Collected data:
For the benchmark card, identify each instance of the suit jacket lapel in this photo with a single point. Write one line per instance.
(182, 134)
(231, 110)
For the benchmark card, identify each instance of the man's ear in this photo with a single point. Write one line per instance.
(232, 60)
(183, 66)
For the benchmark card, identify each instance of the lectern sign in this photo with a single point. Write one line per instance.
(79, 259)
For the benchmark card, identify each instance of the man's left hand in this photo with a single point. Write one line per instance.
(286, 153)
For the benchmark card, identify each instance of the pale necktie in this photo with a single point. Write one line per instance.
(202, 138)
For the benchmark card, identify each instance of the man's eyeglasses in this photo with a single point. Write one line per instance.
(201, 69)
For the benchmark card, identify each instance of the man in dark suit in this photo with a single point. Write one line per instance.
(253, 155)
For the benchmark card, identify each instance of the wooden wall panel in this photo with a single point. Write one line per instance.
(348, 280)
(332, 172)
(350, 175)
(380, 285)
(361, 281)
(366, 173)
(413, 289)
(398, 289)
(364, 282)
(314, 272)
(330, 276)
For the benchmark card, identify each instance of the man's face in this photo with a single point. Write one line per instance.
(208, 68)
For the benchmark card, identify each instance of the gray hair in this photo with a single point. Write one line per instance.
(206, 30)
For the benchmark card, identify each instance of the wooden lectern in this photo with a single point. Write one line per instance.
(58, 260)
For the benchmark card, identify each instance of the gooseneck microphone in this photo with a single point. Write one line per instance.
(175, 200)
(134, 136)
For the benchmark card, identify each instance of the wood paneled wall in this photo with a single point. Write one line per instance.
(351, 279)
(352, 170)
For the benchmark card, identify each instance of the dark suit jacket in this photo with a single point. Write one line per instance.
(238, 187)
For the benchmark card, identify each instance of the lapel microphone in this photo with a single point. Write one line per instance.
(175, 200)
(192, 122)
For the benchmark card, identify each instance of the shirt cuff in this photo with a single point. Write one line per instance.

> [Challenge] Produce a verbatim transcription of the entries above.

> [Completed exercise]
For the benchmark card, identify each instance of the suit jacket lapel in this photo with a single point. Write one line per instance.
(182, 134)
(231, 110)
For the benchmark card, identify each instance of the man's ear in this photo with a single point. Write one line per instance.
(232, 60)
(183, 66)
For the benchmark card, identify each instance of the lectern sign in this photo with a single point. Write one line per instance.
(79, 259)
For the benchmark card, identify each instance of the man's left hand in this photo with a single point. Write one line per instance.
(286, 153)
For the benchmark card, identify each instance of the pale necktie in this photo with a single point. Write one line per instance.
(202, 138)
For the benchmark card, identify each instance of the man's eyeglasses in this photo with a single point. Write one line per instance.
(201, 69)
For the benchmark card, identify each instance of the man in dark suit in this photo with a single point. Write one line per instance.
(253, 155)
For the benchmark card, identify each instance of the wooden wall panel in this photo with a single point. Write one line per instance.
(348, 280)
(332, 172)
(350, 175)
(380, 285)
(361, 281)
(366, 173)
(413, 289)
(398, 289)
(364, 282)
(314, 272)
(330, 276)
For the benchmark card, identify each instance of the man's face in this photo with a single point. Write one line per instance.
(208, 68)
For the benchmark card, identify each instance of the gray hair in this photo with a single point. Write one line per instance.
(206, 30)
For the benchmark card, identify each instance of the wooden lectern in this photo with a single point. Write one line per instance.
(58, 260)
For the benchmark card, identify each instance of the gooseneck microphone in this photo with a single point. Write one line per instance.
(175, 200)
(134, 136)
For the benchmark card, identify each instance of the wood paneled wall in this photo with a single point. Write one line per instance.
(351, 279)
(352, 170)
For the benchmark card, identify each instance of the dark suit jacket in this photo with a single point. Write one line per instance.
(238, 187)
For the benchmark card, identify each instance of the lapel microphone in this photo with a single point. Write one line per instance.
(175, 200)
(192, 122)
For the benchmark card, identify each instance of the shirt cuff in this photo with a single point. Write one line per instance.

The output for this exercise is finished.